▸ **PAGE EXTRACT**

------------------------------------------------------------

10 February 2014

I believe ... :: #1

"I believe" is a little series I'm trying out in order to affirm those every day beauties, miracles, and simple loveliness that is easy for me to overlook.

* * * * *

I believe I've never regretted putting down my phone or closing the computer in order to play with my kid.

I believe in getting dressed and making an effort with my appearance even if I have no plans of leaving the house. I also believe in staying in lounge pants all day long and choosing a nap or a mini "Castle" marathon over a shower.

I'm pretty sure my daughter's laughter is the best palliative for life I know of.

I believe in coffee. And chocolate.

I believe in sitting down, taking a deep breath, taking it all in, and being really thankful.

29 January 2014

Coming back.

I promised myself months ago, before the fireworks burst and fur-clad celebrities announced our transition from 2013 to 2014 in Times Square, that I was going to write again. And here we are at the end of January, these being my first words to be pounded out -- my first attempts at putting anything "out there."

------------------------------------------------------------

Some records:
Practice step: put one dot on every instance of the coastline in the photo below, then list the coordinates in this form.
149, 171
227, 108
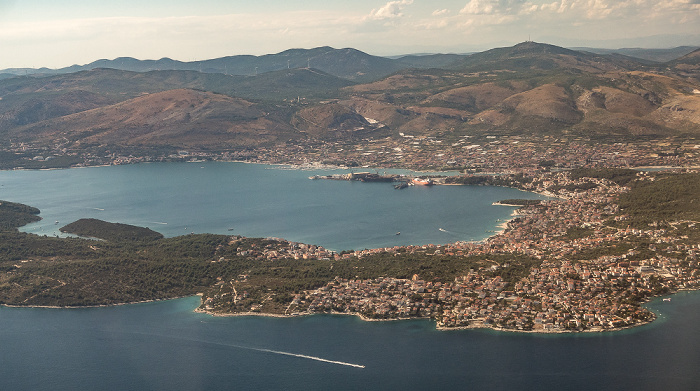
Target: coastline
476, 324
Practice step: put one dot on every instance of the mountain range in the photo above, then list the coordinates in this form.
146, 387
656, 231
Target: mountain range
329, 94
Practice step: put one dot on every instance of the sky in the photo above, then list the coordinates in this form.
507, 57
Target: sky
59, 33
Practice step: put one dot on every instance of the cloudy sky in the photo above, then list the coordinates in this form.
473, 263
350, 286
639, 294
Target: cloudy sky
58, 33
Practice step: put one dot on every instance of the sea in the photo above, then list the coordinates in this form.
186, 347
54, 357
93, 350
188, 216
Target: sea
167, 346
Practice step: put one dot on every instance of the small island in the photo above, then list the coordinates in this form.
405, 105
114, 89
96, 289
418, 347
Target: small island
584, 261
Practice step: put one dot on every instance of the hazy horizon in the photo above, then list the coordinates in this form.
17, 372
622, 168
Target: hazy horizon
42, 33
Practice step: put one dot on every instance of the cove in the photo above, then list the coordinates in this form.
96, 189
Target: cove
260, 201
166, 346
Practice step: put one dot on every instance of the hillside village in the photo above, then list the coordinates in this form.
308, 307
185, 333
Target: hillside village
594, 282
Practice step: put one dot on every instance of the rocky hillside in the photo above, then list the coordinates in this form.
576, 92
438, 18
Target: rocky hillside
530, 88
180, 118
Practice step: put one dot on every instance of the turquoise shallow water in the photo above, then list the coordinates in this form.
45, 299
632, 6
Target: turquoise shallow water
166, 346
259, 201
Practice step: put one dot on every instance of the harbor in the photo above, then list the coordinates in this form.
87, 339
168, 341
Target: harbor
401, 181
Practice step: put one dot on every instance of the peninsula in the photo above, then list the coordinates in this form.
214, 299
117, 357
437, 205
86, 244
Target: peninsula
584, 261
577, 126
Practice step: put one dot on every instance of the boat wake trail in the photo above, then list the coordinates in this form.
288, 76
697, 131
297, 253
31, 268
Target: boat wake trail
305, 356
347, 364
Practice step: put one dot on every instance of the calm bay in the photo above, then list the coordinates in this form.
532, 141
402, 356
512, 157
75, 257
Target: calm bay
167, 346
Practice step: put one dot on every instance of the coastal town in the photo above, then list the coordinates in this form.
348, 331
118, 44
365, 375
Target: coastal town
568, 263
591, 271
488, 153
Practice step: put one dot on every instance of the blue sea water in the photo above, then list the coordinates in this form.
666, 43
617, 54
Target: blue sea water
166, 346
259, 201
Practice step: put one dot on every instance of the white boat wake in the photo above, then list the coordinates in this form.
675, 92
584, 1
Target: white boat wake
347, 364
305, 356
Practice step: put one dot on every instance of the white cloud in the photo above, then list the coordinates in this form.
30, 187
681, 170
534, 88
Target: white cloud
492, 7
391, 10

------------------------------------------------------------

▸ **SET EXERCISE 1**
Copy the blog page word for word from "10 February 2014" to "over a shower.".
▸ **SET EXERCISE 2**
Pick up the blog page after its last sentence and keep writing it.

▸ **ANSWER 1**
10 February 2014

I believe ... :: #1

"I believe" is a little series I'm trying out in order to affirm those every day beauties, miracles, and simple loveliness that is easy for me to overlook.

* * * * *

I believe I've never regretted putting down my phone or closing the computer in order to play with my kid.

I believe in getting dressed and making an effort with my appearance even if I have no plans of leaving the house. I also believe in staying in lounge pants all day long and choosing a nap or a mini "Castle" marathon over a shower.

▸ **ANSWER 2**
Having a small child at home provides a ready excuse for avoidance, as well as the unending cycles of laundry and dishwasher loading and emptying and picking up bristle blocks and flashcards off of the floor.

I call it an "excuse" because it is. I consider motherhood and keeping the house running to be my first and most important work, but it isn't my only work. Writing is my work, too. And I've been running away from it as surely as Jonah ran as fast as he could in the opposite direction when God told him where to go, what to do.

I've been so afraid. I can see clearly how silly this is sometimes, but when I access a readily available catalog of blogging memories, I remember that the fear, however silly or wrong or restrictive and binding it may be, is not without reason.

When I first started blogging, I met new friends and reconnected with others. I made soul connections in what, at the time, felt like the most improbable way. Across geographic distances that would have made meeting any other way impossible, we had meaningful conversations. The internet felt like a great cozy living room or your favorite coffee shop -- the one with knobby wood floors, eclectic furniture, and tattooed baristas.

Somewhere in the course of my tenure as a blogger, my experience changed. While I maintained those meaningful connections, those cozy conversations with kindred friends, there were also those I could have done without. The critical stranger's voices, those that were only too happy to criticize and cut down, to lambaste and state assumptions about me as fact. Anonymous comments were cyber hit-and-runs, hateful words left without a face or name.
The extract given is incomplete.